Exercise description |
The reply should return the data in full, exactly as written.

Materials provided |
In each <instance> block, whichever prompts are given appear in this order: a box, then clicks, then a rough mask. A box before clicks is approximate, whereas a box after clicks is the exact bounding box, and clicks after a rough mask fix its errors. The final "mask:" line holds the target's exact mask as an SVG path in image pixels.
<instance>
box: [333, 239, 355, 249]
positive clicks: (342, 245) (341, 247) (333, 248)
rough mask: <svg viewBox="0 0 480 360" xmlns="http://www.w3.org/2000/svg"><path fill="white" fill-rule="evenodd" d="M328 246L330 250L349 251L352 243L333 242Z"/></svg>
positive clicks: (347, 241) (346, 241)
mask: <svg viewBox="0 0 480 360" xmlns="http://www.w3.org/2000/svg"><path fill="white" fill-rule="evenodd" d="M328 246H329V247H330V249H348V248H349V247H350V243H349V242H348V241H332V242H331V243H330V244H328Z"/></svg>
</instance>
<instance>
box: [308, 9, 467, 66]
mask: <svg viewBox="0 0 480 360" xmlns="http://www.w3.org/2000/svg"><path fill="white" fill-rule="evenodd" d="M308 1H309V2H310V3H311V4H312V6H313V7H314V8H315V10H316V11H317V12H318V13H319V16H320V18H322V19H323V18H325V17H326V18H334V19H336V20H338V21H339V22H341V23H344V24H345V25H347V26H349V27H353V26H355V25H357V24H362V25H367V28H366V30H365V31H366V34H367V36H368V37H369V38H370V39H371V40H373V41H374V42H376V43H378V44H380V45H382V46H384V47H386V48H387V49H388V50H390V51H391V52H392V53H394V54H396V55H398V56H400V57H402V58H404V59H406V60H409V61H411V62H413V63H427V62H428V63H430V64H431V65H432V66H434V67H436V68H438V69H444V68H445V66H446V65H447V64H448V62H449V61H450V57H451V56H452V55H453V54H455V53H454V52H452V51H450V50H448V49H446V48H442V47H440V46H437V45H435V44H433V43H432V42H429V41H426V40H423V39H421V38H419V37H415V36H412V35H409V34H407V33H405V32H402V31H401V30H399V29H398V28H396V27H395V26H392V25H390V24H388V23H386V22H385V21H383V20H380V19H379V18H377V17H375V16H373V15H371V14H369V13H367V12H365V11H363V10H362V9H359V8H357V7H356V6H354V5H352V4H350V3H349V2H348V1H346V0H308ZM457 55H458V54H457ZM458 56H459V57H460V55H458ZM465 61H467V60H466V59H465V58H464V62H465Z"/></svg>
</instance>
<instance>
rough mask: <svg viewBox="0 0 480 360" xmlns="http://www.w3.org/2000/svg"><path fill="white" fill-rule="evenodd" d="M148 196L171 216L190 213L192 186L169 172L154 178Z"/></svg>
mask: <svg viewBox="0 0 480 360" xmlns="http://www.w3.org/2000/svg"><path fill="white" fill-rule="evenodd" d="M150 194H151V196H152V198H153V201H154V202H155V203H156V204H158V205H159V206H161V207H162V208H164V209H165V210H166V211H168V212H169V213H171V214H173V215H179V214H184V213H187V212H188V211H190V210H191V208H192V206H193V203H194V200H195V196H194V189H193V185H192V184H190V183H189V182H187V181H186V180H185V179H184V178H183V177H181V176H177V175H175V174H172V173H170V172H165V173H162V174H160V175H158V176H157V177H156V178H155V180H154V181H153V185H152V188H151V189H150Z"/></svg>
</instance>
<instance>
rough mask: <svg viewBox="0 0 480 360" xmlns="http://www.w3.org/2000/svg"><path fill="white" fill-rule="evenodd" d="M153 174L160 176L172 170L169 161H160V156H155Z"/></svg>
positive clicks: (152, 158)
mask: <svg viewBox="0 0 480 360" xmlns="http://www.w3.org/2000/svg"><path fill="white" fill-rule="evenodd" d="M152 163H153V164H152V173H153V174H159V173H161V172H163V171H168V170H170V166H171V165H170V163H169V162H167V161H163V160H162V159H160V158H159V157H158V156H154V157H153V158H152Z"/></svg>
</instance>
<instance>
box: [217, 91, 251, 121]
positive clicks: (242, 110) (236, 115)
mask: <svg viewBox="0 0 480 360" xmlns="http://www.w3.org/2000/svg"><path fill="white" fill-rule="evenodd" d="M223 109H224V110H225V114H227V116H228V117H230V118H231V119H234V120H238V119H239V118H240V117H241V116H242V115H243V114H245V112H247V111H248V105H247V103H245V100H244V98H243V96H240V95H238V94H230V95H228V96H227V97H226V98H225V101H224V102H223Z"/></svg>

Response to this exercise |
In each <instance> block, whichever prompts are given appear in this order: a box, then clicks, then a rough mask. A box before clicks is approximate, whereas a box after clicks is the exact bounding box, and clicks after a rough mask fix its errors. The final "mask:" line holds the target's exact mask as an SVG path in image pixels.
<instance>
box: [333, 239, 355, 249]
positive clicks: (342, 245) (341, 247) (333, 248)
rough mask: <svg viewBox="0 0 480 360" xmlns="http://www.w3.org/2000/svg"><path fill="white" fill-rule="evenodd" d="M328 246L330 250L349 251L352 243L333 242Z"/></svg>
positive clicks: (347, 241) (346, 241)
mask: <svg viewBox="0 0 480 360" xmlns="http://www.w3.org/2000/svg"><path fill="white" fill-rule="evenodd" d="M328 246H329V247H330V249H348V248H349V247H350V243H349V242H348V241H332V242H331V243H330V244H328Z"/></svg>
</instance>
<instance>
box: [308, 9, 467, 66]
mask: <svg viewBox="0 0 480 360" xmlns="http://www.w3.org/2000/svg"><path fill="white" fill-rule="evenodd" d="M308 1H309V2H310V3H311V4H312V6H313V7H314V8H315V10H316V11H317V12H318V13H319V16H320V18H322V19H323V18H325V17H326V18H334V19H336V20H338V21H339V22H341V23H344V24H345V25H347V26H349V27H353V26H355V25H357V24H362V25H367V28H366V30H365V31H366V34H367V36H368V37H369V38H370V39H371V40H373V41H374V42H376V43H378V44H380V45H382V46H384V47H386V48H387V49H388V50H390V51H391V52H392V53H394V54H396V55H398V56H400V57H402V58H404V59H406V60H409V61H411V62H413V63H427V62H428V63H430V64H431V65H432V66H434V67H436V68H438V69H444V68H445V66H446V65H447V64H448V62H449V61H450V57H451V56H452V55H453V54H455V53H454V52H452V51H450V50H448V49H446V48H442V47H440V46H437V45H435V44H433V43H432V42H429V41H426V40H423V39H421V38H419V37H415V36H412V35H409V34H407V33H405V32H402V31H401V30H399V29H398V28H396V27H395V26H392V25H390V24H388V23H386V22H385V21H383V20H380V19H379V18H377V17H375V16H373V15H371V14H369V13H367V12H365V11H363V10H362V9H359V8H357V7H356V6H354V5H352V4H350V3H349V2H348V1H346V0H308ZM457 55H458V54H457ZM458 56H459V57H460V55H458ZM465 61H467V60H466V59H465V58H464V62H465Z"/></svg>
</instance>
<instance>
rough mask: <svg viewBox="0 0 480 360" xmlns="http://www.w3.org/2000/svg"><path fill="white" fill-rule="evenodd" d="M148 196L171 216L190 213L192 186L169 172L154 178Z"/></svg>
mask: <svg viewBox="0 0 480 360" xmlns="http://www.w3.org/2000/svg"><path fill="white" fill-rule="evenodd" d="M150 194H151V196H152V198H153V201H154V202H155V203H156V204H158V205H159V206H161V207H162V208H164V209H165V210H166V211H168V212H169V213H171V214H173V215H179V214H184V213H187V212H188V211H190V210H191V208H192V206H193V203H194V200H195V196H194V189H193V185H192V184H190V183H189V182H187V181H186V180H185V179H184V178H183V177H181V176H177V175H175V174H172V173H170V172H165V173H162V174H160V175H158V176H157V177H156V178H155V180H154V181H153V185H152V188H151V189H150Z"/></svg>
</instance>
<instance>
rough mask: <svg viewBox="0 0 480 360" xmlns="http://www.w3.org/2000/svg"><path fill="white" fill-rule="evenodd" d="M153 174L160 176L172 170L169 161H160V156H155Z"/></svg>
positive clicks: (152, 158)
mask: <svg viewBox="0 0 480 360" xmlns="http://www.w3.org/2000/svg"><path fill="white" fill-rule="evenodd" d="M152 163H153V164H152V173H153V174H159V173H161V172H163V171H168V170H170V166H171V165H170V163H169V162H167V161H163V160H162V159H160V158H159V157H158V156H154V157H153V158H152Z"/></svg>
</instance>
<instance>
box: [217, 91, 251, 121]
positive clicks: (242, 110) (236, 115)
mask: <svg viewBox="0 0 480 360" xmlns="http://www.w3.org/2000/svg"><path fill="white" fill-rule="evenodd" d="M223 109H224V110H225V114H227V116H228V117H230V118H231V119H234V120H238V119H239V118H240V117H241V116H242V115H243V114H245V112H247V111H248V105H247V103H245V100H244V98H243V96H240V95H238V94H230V95H228V96H227V97H226V98H225V101H224V102H223Z"/></svg>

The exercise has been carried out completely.